-------- The data --------

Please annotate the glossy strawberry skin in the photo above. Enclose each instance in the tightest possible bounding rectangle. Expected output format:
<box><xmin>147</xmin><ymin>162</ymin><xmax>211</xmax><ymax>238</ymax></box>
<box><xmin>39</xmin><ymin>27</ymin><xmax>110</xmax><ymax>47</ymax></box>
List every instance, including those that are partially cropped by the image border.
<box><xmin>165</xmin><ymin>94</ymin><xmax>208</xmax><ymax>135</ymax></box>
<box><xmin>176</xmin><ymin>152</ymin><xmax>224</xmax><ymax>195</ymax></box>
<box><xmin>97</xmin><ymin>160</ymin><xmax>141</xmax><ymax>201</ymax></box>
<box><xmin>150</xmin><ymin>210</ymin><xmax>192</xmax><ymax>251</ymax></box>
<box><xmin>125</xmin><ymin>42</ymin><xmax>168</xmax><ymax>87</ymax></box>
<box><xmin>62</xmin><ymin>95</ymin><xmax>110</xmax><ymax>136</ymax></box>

--------

What needs to be done:
Lay out every line of the material above as a numbered list, leaving out any blank lines.

Result of this exercise:
1. Please annotate the glossy strawberry skin in the photo above. Enclose each instance in the tightest possible bounding rectangle. Expected output format:
2. <box><xmin>147</xmin><ymin>162</ymin><xmax>211</xmax><ymax>238</ymax></box>
3. <box><xmin>39</xmin><ymin>27</ymin><xmax>110</xmax><ymax>47</ymax></box>
4. List every instance, including those that are partially cropped by the image border.
5. <box><xmin>165</xmin><ymin>94</ymin><xmax>208</xmax><ymax>135</ymax></box>
6. <box><xmin>176</xmin><ymin>152</ymin><xmax>224</xmax><ymax>195</ymax></box>
7. <box><xmin>97</xmin><ymin>160</ymin><xmax>141</xmax><ymax>201</ymax></box>
8. <box><xmin>150</xmin><ymin>210</ymin><xmax>192</xmax><ymax>251</ymax></box>
9. <box><xmin>125</xmin><ymin>42</ymin><xmax>168</xmax><ymax>87</ymax></box>
10. <box><xmin>62</xmin><ymin>95</ymin><xmax>110</xmax><ymax>136</ymax></box>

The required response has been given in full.